— start of Excerpt provided —

Muslim representation within mainstream media has often and for a long time been simplified, propagandised and imprecise. Sana Noor Haq’s CNN article on ‘Andrew Tate’s Muslim fanbase…’ has unsurprisingly not done much to buck that trend, writes Mujahid Wright.
The article – if we should generously refer to it in those terms – aims to demonstrate the impact that Andrew Tate’s conversion to the Islam has had, asserting that Tate’s adoption of the Islamic faith has provided him the opportunity to indoctrinate ‘Muslim men and boys with sexist rhetoric, while promoting a distorted version of Islam to justify his self-proclaimed misogyny and obsession with male dominance’.
The case is supported at the piece’s head by the anecdotal experience of an anonymous interviewee who holds Tate’s online rhetoric responsible for unfavourable attitudes adopted by her ex-fiancé and siblings. Whether this is true or not is by the by, though it ought to be considered that for anybody’s conversion to Islam to make another Muslim ‘very, very angry’ is, for a Muslim, an odd emotional response.
The article though proceeds to lay out a conceptual framework where these alleged sexist and misogynistic views are adopted and promulgated by a hereto fictitious online sub cult comically dubbed the ‘akh right bros’. This ‘strand of Muslim male influencers’ is so haphazardly imagined that it manages to place in this concocted fraternity not only Mohammed Hijab – who as this article will go on to demonstrate has disavowed the Red Pill community in explicit terms – but also Myron Gaines who does not explicitly describe himself as a Muslim and is certainly not publicly practicing.

— end of Excerpt provided —
— start of Material provided —

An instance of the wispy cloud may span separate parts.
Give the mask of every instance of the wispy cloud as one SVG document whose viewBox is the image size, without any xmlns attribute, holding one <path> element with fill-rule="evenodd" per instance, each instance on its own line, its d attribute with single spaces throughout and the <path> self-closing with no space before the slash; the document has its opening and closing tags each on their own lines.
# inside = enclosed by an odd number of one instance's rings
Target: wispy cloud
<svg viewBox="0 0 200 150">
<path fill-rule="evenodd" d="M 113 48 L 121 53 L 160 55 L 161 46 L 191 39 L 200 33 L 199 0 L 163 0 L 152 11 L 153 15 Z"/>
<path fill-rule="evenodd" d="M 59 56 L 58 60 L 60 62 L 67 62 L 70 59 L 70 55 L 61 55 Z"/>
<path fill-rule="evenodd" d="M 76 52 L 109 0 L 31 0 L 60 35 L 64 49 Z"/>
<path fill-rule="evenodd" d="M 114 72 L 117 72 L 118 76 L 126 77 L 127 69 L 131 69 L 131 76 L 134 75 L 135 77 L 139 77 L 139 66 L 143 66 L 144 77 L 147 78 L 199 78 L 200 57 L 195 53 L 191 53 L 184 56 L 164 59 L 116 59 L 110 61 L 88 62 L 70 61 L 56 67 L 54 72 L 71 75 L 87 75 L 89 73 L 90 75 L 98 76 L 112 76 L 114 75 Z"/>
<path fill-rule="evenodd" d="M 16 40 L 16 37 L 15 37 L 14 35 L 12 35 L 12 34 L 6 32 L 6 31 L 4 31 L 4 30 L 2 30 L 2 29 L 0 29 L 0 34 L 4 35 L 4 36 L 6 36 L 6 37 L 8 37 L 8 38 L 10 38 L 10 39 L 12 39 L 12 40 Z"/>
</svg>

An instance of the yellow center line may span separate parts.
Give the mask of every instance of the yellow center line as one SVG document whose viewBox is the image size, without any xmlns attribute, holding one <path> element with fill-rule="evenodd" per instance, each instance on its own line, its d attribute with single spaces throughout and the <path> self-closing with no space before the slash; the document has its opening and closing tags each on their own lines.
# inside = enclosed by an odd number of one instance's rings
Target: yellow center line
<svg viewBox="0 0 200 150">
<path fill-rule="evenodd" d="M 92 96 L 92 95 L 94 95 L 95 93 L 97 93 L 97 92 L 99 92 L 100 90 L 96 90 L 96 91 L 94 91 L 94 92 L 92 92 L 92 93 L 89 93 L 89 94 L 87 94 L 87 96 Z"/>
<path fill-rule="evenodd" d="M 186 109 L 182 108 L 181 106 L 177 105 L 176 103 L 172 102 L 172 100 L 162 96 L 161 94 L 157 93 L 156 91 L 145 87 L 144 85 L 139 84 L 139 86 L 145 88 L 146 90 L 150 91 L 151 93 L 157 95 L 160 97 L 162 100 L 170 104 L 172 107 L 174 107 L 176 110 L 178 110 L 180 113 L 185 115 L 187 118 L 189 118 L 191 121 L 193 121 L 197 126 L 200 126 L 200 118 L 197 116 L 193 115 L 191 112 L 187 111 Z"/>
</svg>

— end of Material provided —
— start of Material provided —

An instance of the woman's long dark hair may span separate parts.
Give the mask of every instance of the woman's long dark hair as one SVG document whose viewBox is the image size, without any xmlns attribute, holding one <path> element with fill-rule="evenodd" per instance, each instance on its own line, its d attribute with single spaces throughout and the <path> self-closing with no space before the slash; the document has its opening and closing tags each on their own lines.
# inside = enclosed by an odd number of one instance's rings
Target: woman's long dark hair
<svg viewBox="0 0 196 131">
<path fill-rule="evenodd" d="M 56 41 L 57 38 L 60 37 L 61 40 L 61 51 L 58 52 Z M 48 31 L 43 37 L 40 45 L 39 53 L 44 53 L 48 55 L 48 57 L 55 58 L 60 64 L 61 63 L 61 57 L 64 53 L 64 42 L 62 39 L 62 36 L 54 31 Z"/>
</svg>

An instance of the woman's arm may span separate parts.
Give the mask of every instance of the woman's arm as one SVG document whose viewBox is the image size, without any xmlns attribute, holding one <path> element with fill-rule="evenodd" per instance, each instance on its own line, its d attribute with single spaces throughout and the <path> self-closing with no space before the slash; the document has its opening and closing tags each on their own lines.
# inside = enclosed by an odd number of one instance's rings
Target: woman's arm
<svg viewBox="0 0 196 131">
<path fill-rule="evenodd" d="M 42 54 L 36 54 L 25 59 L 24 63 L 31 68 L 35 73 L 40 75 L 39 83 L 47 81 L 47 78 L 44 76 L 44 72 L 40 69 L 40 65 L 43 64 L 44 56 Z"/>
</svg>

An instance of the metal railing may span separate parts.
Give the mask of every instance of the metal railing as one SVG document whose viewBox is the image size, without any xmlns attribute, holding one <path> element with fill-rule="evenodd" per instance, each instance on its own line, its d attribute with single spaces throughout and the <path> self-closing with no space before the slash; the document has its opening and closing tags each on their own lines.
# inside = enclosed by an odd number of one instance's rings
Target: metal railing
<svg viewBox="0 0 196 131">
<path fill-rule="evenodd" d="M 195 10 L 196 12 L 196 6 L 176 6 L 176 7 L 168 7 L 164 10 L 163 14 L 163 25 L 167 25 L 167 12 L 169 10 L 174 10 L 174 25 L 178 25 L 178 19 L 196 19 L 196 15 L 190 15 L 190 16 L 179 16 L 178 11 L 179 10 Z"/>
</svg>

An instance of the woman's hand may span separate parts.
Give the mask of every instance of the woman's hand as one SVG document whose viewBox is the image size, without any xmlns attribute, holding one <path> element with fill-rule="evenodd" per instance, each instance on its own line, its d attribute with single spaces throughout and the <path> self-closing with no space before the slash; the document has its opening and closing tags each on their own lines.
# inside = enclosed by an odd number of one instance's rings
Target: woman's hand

— end of Material provided —

Short exercise A:
In the commentary on CNN's Andrew Tate article, who wrote the CNN piece?
Short exercise B:
Continue the commentary on CNN's Andrew Tate article from its last sentence.

Exercise answer A:
Sana Noor Haq

Exercise answer B:
Sana relies for her flawed analysis on Harvard PhD candidate Javad Hashmi. In May 2021 responding to a video in which Hashmi appeared with internet personality ‘Mufti’ Abu Layth, Mohammed Hijab remarked that Hashmi’s allegorising of Quranic passages was tantamount to disbelief. Since then, Hashmi has become what might mildly be described as obsessive, with streams of tweets in which he has referred to Hijab amongst other things as an ‘anti-Shi’a sectarian bigot’ despite Hijab participating in multiple debates with members of the Shia community. It should be noted that Hashmi’s perennialism which he has admitted is a non-normative within mainstream Islam renders this spiteful appellative somewhat superfluous.
Not only that, but despite the professional expertise that Hashmi’s Harvard position might imply – and that Sana appears to have taken for granted – his fanatical sensationalism has convinced him that Hijab has acquired ‘pope like status’. In granting credence to the idea that there actually exists a concerted online brotherhood called ‘akh right bros’ – an idea so ridiculous its laughable – CNN have allowed the incoherent and cringeworthy pun-work of an infatuated and self-obsessed troll to be deployed within their article as if it were an objective description of the online space.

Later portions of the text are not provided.